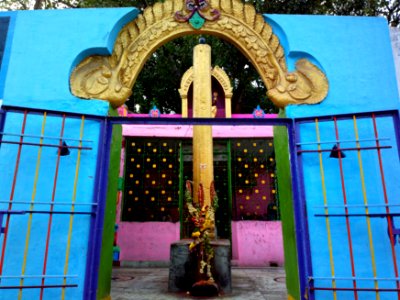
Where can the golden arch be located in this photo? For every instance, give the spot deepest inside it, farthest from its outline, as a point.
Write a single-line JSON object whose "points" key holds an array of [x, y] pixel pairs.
{"points": [[112, 77]]}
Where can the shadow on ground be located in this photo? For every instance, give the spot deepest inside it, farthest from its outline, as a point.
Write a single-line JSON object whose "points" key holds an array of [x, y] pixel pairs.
{"points": [[152, 284]]}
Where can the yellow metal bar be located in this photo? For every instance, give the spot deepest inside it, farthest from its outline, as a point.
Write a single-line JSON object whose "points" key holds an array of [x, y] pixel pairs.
{"points": [[328, 227], [29, 225], [364, 190], [71, 217]]}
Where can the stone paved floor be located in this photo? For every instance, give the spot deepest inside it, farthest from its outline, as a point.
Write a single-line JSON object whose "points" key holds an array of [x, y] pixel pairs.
{"points": [[152, 284]]}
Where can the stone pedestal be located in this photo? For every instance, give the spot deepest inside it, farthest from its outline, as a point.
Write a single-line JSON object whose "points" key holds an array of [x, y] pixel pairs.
{"points": [[183, 265]]}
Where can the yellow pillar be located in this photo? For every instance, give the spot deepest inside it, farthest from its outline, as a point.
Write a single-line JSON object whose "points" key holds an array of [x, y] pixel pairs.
{"points": [[203, 169]]}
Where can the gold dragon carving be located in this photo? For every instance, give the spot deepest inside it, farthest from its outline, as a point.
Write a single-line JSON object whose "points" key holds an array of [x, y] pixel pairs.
-----
▶ [What you should do]: When the word "stone" turns up on a line of the material above, copy that line.

▶ [Problem solution]:
Where can the stone paved floor be located in this photo? For every instance, give the spot deepest inside it, farthest from its outline, as a point.
Where can the stone pedestal be located in this photo? For every instance, give the spot deepest inside it, farthest from its outline, as a point.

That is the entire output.